### [STATED GOAL]
Repeat the items below word for word, starting at the line that contains "of the small" and ending at the end of the items.

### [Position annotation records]
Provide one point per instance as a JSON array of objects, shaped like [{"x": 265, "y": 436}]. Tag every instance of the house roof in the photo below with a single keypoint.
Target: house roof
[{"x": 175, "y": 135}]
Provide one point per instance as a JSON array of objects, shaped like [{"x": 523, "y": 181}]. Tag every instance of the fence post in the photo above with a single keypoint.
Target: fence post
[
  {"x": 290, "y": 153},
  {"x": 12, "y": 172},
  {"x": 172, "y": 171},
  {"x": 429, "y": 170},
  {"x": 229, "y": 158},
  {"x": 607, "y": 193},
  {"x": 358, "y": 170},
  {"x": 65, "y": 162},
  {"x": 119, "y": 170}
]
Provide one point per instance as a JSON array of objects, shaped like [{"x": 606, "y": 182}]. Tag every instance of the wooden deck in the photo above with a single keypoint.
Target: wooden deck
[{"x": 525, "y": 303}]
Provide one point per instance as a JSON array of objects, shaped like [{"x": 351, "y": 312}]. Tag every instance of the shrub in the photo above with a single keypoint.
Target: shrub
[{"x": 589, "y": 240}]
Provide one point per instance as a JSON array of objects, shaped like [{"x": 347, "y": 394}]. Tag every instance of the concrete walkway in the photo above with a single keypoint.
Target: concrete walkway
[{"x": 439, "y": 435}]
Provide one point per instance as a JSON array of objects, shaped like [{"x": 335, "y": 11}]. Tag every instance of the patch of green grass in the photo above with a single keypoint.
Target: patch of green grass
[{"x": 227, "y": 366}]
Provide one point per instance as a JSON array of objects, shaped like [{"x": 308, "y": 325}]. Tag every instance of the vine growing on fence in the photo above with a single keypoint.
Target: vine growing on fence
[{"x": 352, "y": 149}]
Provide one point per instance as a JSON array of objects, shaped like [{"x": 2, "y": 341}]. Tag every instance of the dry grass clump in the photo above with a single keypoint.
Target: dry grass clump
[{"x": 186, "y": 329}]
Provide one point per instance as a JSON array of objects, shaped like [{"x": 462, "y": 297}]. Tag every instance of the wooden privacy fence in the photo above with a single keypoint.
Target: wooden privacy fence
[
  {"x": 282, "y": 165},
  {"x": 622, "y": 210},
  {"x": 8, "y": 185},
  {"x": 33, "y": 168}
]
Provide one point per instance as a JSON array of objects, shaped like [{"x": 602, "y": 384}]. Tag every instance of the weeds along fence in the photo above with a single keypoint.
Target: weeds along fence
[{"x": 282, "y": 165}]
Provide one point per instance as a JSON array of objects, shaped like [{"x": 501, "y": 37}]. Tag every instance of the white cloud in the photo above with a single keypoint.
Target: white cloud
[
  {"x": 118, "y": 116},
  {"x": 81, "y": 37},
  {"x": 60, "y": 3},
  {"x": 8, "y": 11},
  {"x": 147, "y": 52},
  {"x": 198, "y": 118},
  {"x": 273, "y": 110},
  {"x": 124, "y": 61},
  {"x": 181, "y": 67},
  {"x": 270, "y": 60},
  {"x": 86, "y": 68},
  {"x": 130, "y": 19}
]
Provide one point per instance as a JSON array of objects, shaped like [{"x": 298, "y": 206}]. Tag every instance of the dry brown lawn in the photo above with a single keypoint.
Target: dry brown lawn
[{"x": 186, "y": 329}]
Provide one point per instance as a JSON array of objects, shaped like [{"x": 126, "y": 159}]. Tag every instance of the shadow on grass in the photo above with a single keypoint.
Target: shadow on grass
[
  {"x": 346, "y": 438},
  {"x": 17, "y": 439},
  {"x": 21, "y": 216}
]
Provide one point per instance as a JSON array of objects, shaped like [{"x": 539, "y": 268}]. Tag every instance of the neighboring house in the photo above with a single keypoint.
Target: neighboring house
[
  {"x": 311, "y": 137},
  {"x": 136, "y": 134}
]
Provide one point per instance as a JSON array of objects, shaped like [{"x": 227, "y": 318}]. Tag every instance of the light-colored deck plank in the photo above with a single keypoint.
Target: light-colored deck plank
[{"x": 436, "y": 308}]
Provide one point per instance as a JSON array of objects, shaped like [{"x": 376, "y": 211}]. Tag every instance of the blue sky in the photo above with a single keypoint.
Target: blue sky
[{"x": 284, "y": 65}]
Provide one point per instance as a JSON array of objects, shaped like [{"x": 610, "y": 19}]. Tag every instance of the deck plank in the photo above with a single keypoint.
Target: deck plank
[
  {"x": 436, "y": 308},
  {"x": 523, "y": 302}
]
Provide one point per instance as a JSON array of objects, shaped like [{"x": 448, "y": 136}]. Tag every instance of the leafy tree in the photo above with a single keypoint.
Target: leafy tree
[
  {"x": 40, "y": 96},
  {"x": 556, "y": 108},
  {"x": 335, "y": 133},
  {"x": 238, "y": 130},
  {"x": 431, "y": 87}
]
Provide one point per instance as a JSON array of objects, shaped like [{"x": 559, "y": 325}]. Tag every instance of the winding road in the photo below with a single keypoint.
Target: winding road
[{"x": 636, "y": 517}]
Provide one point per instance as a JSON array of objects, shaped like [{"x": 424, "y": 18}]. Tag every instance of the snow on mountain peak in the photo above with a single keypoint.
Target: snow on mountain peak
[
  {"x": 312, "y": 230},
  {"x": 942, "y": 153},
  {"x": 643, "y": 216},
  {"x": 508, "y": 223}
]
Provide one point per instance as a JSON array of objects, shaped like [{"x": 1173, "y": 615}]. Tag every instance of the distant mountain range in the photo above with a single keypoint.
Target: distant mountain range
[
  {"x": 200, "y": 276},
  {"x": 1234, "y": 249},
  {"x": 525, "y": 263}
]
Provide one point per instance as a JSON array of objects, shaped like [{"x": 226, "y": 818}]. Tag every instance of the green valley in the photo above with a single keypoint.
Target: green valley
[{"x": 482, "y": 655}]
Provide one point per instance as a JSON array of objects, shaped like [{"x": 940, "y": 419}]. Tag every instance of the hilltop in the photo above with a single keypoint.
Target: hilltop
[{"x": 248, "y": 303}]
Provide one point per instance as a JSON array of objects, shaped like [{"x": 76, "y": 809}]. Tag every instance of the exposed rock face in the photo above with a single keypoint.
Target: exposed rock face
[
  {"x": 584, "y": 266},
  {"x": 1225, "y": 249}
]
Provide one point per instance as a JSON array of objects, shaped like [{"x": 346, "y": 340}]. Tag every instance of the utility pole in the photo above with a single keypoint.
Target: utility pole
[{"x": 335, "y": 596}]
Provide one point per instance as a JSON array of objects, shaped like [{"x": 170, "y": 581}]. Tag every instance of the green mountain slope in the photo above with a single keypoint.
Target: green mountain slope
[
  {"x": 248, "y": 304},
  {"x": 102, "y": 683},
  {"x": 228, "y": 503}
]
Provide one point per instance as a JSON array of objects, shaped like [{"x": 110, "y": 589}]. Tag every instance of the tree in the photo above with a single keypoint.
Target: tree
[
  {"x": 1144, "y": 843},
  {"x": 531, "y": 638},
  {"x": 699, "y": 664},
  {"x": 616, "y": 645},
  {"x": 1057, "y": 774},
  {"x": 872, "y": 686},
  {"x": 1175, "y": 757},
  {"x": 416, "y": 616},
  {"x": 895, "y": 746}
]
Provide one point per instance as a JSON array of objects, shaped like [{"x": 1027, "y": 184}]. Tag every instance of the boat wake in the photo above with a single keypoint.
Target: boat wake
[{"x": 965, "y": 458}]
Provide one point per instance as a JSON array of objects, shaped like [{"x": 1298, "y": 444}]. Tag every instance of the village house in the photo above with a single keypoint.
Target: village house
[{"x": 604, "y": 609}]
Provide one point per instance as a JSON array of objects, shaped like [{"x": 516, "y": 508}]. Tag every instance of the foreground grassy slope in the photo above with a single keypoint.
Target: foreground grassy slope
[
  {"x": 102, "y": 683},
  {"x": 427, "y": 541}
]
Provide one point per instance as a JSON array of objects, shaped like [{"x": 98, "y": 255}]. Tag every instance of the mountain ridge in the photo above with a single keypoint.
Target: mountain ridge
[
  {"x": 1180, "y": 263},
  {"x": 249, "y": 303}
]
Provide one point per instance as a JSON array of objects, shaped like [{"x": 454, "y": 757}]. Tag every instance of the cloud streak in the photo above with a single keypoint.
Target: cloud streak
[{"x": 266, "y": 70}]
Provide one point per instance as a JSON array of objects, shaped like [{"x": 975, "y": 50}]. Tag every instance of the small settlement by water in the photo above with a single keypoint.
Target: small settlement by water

### [FINISHED TASK]
Provide one point per instance as a JSON array of objects, shaped like [{"x": 975, "y": 50}]. Tag every instance of the small settlement by water in the photo above with a single keypoint.
Target: small settlement by water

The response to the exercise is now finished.